Please say whether each statement agrees with the piece on leading change, answering yes or no and quoting the deciding words: (a) The PwC survey found 44 percent of workers say they do not understand why change is needed. (b) Prosci's benchmarking spans ten years. (c) Deloitte's playbook treats people as passive recipients of change.

--- QUOTED TEXT ---

What must never be compromised when you lead change?

Most change efforts fail quietly. They stall in middle management meetings, drown staff in noise, or wear out key people. The fix is not more slides. It is a short list of things you refuse to trade away when pressure hits. Here are the non‑negotiables I look for before I call a change program real. Let me know what you would add.

1. Active, visible and credible executive sponsorship

Every successful program I have seen had leaders who showed up early, often and in person. Prosci’s 25‑year longitudinal benchmarking shows active and visible sponsorship is the top success contributor and improves the odds of meeting objectives multiples over weak sponsorship.

Peer‑reviewed research backs this. A multilevel study in the Journal of Organizational Change Management found followers’ commitment to change rose when leaders modelled commitment themselves and gave individual support. In short, if leaders are lukewarm, stakeholders will be too.

2. A clear, honest case for change that people can repeat

People do not back what they do not understand. PwC’s 2024 Global Workforce Hopes and Fears Survey reports that many workers feel overwhelmed by too much change at once and 44 percent say they do not understand why change is needed. Leaders must close that gap or adoption will lag.

Transformation leaders who clearly link change to value outperform laggards. BCG analysis shows top performers articulate a specific case for change, cascade it, and back it with a communication roadmap and feedback loops.

3. Two‑way communication, not broadcast

Change communication fails when it is one way and overly polished. Deloitte’s Change Management Playbook stresses engaging people as agents in the journey, not passive recipients.

--- DATASET EXCERPTS ---

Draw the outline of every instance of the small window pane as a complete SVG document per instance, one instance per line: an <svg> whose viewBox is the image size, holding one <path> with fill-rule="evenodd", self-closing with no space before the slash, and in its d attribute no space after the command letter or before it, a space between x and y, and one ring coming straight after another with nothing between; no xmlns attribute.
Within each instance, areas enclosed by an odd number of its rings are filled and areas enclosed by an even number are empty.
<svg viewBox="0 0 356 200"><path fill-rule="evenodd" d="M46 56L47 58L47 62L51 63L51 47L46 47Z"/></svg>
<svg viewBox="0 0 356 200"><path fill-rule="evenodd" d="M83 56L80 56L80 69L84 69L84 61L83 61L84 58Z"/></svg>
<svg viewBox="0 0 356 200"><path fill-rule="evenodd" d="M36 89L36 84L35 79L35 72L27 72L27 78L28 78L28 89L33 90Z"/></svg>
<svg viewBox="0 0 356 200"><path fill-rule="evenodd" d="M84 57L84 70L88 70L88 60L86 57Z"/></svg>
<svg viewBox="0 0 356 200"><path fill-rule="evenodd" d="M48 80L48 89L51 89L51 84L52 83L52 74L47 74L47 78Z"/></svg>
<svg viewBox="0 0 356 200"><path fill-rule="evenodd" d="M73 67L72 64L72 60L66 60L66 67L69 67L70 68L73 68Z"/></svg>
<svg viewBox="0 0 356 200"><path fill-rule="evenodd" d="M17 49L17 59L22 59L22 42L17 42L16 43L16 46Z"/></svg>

---

EXERCISE OUTPUT:
(a) Yes: "44 percent say they do not understand why change is needed"
(b) No: "Prosci’s 25‑year longitudinal benchmarking"
(c) No: "engaging people as agents in the journey, not passive recipients"